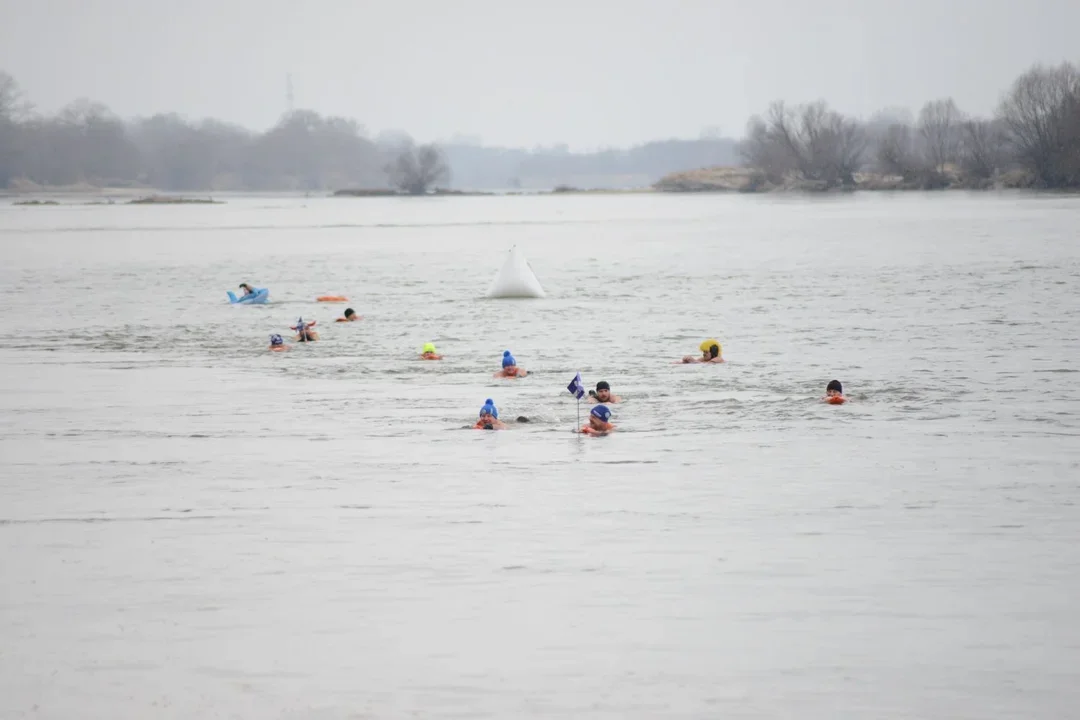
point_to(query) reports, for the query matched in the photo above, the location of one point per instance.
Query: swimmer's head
(489, 409)
(603, 391)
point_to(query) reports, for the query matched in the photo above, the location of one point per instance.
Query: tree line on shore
(86, 145)
(1031, 140)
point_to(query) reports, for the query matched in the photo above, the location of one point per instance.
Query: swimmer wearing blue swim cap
(599, 421)
(489, 417)
(510, 368)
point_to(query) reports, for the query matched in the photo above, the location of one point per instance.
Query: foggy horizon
(505, 77)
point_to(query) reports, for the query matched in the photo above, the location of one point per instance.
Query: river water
(191, 526)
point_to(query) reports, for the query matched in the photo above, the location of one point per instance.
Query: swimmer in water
(599, 421)
(489, 417)
(603, 394)
(429, 352)
(834, 393)
(304, 331)
(350, 315)
(710, 353)
(510, 368)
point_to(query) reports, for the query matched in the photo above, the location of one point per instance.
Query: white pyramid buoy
(515, 280)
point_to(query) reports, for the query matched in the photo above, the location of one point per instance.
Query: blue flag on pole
(576, 388)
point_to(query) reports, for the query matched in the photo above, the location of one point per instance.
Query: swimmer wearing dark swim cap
(489, 417)
(599, 421)
(350, 315)
(834, 393)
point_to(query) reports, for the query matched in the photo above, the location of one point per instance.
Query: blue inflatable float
(257, 297)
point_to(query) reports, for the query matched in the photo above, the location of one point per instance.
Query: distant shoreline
(715, 180)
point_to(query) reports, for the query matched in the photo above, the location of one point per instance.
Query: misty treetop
(1031, 140)
(85, 144)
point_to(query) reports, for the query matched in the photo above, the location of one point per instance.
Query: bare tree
(939, 125)
(13, 104)
(1041, 119)
(896, 153)
(981, 151)
(417, 168)
(809, 141)
(760, 151)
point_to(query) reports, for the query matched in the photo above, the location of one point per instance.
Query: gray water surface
(191, 526)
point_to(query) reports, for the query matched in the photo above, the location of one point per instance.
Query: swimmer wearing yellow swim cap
(711, 352)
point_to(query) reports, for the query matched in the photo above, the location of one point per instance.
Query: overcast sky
(585, 72)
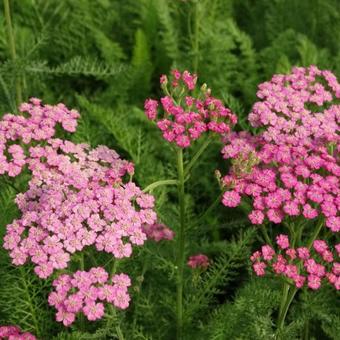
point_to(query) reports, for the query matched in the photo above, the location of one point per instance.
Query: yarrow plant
(289, 173)
(185, 114)
(86, 292)
(15, 333)
(301, 266)
(77, 198)
(36, 123)
(200, 261)
(185, 117)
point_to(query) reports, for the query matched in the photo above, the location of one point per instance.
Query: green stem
(265, 235)
(196, 156)
(154, 185)
(196, 37)
(112, 309)
(288, 300)
(288, 295)
(81, 316)
(30, 304)
(180, 243)
(306, 330)
(11, 44)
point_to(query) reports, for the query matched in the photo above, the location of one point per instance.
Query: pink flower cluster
(186, 118)
(14, 333)
(37, 123)
(86, 292)
(284, 181)
(294, 163)
(77, 198)
(299, 265)
(293, 110)
(198, 261)
(158, 232)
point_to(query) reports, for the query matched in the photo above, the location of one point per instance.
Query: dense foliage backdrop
(104, 58)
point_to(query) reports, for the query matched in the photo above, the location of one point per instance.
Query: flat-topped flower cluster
(77, 198)
(299, 109)
(300, 266)
(283, 181)
(186, 117)
(15, 333)
(37, 123)
(292, 167)
(86, 292)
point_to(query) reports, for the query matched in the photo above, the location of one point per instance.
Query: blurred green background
(104, 57)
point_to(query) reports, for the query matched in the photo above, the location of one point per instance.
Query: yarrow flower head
(185, 117)
(292, 107)
(200, 261)
(302, 266)
(158, 232)
(77, 198)
(285, 171)
(36, 123)
(15, 333)
(87, 292)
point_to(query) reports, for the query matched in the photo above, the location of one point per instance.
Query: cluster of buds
(185, 117)
(199, 261)
(15, 333)
(77, 198)
(300, 266)
(158, 232)
(37, 123)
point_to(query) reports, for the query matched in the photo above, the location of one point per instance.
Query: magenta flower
(183, 122)
(86, 292)
(198, 261)
(301, 265)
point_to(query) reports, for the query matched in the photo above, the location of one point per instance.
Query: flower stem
(196, 156)
(288, 293)
(154, 185)
(180, 243)
(196, 36)
(11, 45)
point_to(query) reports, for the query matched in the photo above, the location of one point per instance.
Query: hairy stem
(196, 37)
(180, 243)
(196, 156)
(154, 185)
(11, 45)
(288, 293)
(112, 309)
(30, 303)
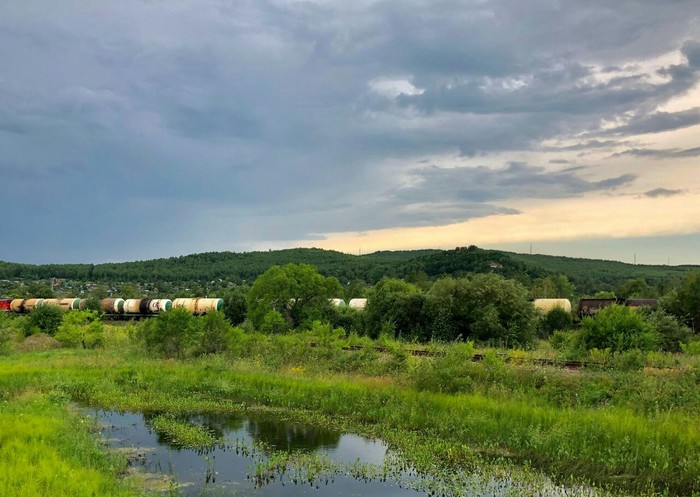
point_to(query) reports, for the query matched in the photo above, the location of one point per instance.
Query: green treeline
(588, 276)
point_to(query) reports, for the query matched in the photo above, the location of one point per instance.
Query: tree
(618, 328)
(45, 319)
(636, 288)
(172, 334)
(555, 320)
(296, 291)
(80, 328)
(684, 302)
(215, 333)
(557, 286)
(397, 305)
(487, 307)
(235, 306)
(672, 334)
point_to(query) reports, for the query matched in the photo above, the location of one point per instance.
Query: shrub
(80, 328)
(691, 348)
(215, 333)
(562, 340)
(171, 334)
(556, 319)
(618, 328)
(274, 323)
(45, 319)
(448, 373)
(672, 334)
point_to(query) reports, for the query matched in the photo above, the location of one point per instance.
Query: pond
(262, 456)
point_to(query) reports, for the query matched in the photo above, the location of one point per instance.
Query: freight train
(117, 307)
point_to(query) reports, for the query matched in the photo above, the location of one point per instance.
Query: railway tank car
(147, 306)
(23, 306)
(546, 305)
(198, 305)
(65, 304)
(112, 306)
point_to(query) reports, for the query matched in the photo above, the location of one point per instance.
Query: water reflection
(237, 465)
(290, 437)
(268, 458)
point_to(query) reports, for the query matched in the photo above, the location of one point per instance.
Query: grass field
(635, 431)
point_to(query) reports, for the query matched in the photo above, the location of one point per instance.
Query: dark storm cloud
(186, 124)
(517, 180)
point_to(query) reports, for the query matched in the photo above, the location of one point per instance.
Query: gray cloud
(517, 180)
(659, 153)
(662, 192)
(658, 122)
(264, 119)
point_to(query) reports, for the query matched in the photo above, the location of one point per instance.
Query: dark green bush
(172, 334)
(555, 320)
(618, 329)
(45, 319)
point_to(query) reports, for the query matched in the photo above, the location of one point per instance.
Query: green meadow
(632, 431)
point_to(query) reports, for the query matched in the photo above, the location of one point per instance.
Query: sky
(134, 130)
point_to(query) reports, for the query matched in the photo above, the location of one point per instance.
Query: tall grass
(47, 450)
(633, 449)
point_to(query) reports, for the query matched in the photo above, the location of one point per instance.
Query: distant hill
(600, 274)
(589, 275)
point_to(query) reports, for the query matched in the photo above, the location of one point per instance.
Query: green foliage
(691, 348)
(557, 286)
(215, 333)
(274, 323)
(296, 291)
(488, 307)
(636, 288)
(555, 319)
(562, 340)
(401, 305)
(171, 334)
(672, 334)
(235, 306)
(448, 373)
(351, 320)
(684, 302)
(45, 319)
(618, 328)
(81, 328)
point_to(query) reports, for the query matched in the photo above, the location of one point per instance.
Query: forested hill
(592, 274)
(245, 267)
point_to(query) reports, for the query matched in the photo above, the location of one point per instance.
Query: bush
(215, 333)
(562, 340)
(274, 323)
(172, 334)
(448, 373)
(691, 348)
(45, 319)
(555, 320)
(672, 334)
(618, 328)
(80, 328)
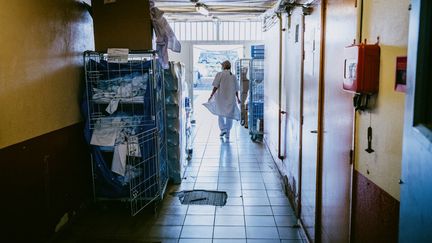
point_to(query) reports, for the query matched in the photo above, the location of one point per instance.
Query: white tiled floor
(257, 209)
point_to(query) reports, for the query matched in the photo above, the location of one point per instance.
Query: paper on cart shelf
(118, 55)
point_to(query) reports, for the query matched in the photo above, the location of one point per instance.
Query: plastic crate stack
(124, 110)
(175, 95)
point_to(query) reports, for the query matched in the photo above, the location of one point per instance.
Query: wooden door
(416, 192)
(310, 106)
(336, 124)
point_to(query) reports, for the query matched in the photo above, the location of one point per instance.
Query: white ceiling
(232, 10)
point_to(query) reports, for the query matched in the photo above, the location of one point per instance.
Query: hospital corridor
(216, 121)
(256, 208)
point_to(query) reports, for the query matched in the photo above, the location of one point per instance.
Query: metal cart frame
(146, 153)
(242, 74)
(256, 100)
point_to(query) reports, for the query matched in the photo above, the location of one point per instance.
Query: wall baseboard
(375, 215)
(44, 178)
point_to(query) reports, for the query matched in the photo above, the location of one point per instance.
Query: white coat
(224, 101)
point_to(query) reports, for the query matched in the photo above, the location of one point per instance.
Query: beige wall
(387, 19)
(41, 48)
(271, 91)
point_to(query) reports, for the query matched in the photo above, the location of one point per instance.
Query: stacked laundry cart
(256, 99)
(242, 74)
(125, 116)
(178, 126)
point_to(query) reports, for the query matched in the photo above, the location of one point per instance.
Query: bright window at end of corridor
(207, 61)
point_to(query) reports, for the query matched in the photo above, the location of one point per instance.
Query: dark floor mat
(203, 197)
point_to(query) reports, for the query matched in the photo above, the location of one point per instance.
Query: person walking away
(224, 99)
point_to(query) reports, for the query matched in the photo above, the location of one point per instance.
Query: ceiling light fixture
(202, 9)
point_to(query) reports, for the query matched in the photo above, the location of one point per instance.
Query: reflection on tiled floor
(256, 210)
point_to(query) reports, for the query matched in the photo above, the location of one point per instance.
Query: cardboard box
(122, 24)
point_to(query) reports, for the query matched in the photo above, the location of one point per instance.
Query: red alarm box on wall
(361, 68)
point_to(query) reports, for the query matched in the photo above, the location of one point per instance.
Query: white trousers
(225, 124)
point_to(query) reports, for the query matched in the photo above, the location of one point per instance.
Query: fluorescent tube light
(202, 9)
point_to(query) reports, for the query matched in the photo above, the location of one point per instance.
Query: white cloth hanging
(165, 37)
(119, 159)
(224, 101)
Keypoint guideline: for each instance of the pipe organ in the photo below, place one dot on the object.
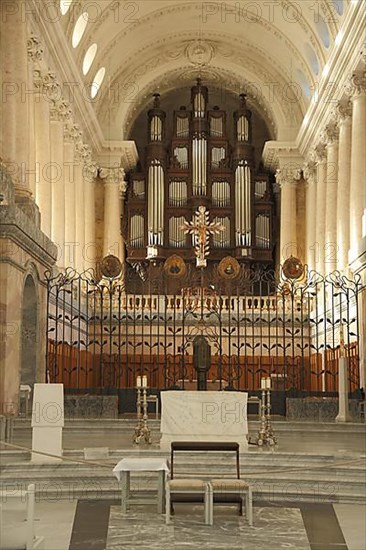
(200, 163)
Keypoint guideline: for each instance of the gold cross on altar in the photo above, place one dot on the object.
(201, 228)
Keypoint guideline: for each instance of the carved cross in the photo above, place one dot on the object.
(201, 227)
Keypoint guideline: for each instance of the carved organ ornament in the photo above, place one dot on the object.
(199, 165)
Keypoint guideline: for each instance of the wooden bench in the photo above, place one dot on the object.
(218, 490)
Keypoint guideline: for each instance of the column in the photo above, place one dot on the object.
(35, 54)
(344, 110)
(14, 114)
(59, 114)
(45, 86)
(81, 152)
(310, 177)
(72, 135)
(90, 249)
(114, 185)
(358, 162)
(321, 182)
(330, 249)
(287, 179)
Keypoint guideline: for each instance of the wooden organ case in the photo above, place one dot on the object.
(200, 165)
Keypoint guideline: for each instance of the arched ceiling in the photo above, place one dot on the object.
(269, 49)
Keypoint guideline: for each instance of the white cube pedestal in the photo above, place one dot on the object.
(47, 422)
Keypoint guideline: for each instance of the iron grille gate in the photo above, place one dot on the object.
(102, 334)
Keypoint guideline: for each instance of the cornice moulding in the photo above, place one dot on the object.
(341, 67)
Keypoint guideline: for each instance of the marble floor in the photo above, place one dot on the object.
(100, 525)
(82, 523)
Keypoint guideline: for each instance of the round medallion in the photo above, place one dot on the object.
(229, 268)
(293, 268)
(110, 267)
(175, 266)
(199, 53)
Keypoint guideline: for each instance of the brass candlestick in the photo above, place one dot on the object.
(142, 431)
(265, 435)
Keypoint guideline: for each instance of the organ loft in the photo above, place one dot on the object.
(198, 162)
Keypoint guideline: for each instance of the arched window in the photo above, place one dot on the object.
(89, 58)
(339, 7)
(79, 29)
(97, 82)
(312, 58)
(65, 6)
(323, 30)
(304, 83)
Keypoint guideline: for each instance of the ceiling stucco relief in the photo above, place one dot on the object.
(145, 20)
(210, 78)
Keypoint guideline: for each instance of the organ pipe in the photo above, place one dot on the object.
(155, 204)
(182, 126)
(156, 128)
(262, 231)
(199, 168)
(137, 231)
(243, 205)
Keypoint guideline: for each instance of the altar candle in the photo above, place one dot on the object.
(341, 339)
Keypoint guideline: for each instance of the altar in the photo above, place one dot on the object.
(201, 416)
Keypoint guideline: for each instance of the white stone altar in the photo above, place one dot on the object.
(204, 416)
(47, 421)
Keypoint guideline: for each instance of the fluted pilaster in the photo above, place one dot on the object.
(114, 187)
(321, 189)
(344, 113)
(358, 163)
(310, 176)
(287, 180)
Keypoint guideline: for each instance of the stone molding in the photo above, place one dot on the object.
(72, 133)
(309, 171)
(288, 176)
(114, 176)
(331, 133)
(60, 112)
(35, 50)
(343, 110)
(358, 84)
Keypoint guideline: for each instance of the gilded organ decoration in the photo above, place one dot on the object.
(201, 164)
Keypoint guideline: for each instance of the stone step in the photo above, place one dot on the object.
(253, 423)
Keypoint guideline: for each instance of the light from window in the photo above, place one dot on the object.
(79, 29)
(304, 83)
(323, 31)
(338, 4)
(312, 58)
(65, 6)
(97, 82)
(89, 58)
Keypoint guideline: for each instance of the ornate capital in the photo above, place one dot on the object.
(90, 170)
(331, 133)
(344, 110)
(35, 51)
(47, 85)
(288, 175)
(112, 175)
(60, 111)
(309, 171)
(320, 152)
(72, 133)
(358, 82)
(83, 152)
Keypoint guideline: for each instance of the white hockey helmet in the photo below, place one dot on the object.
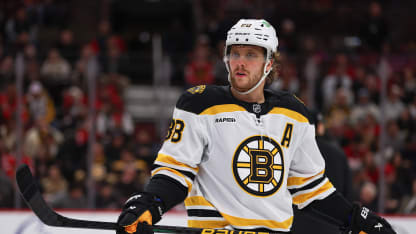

*Problem description*:
Gather every line in the listing that contains the word "distant".

*Correct response*:
Query: distant shoreline
Query: distant hill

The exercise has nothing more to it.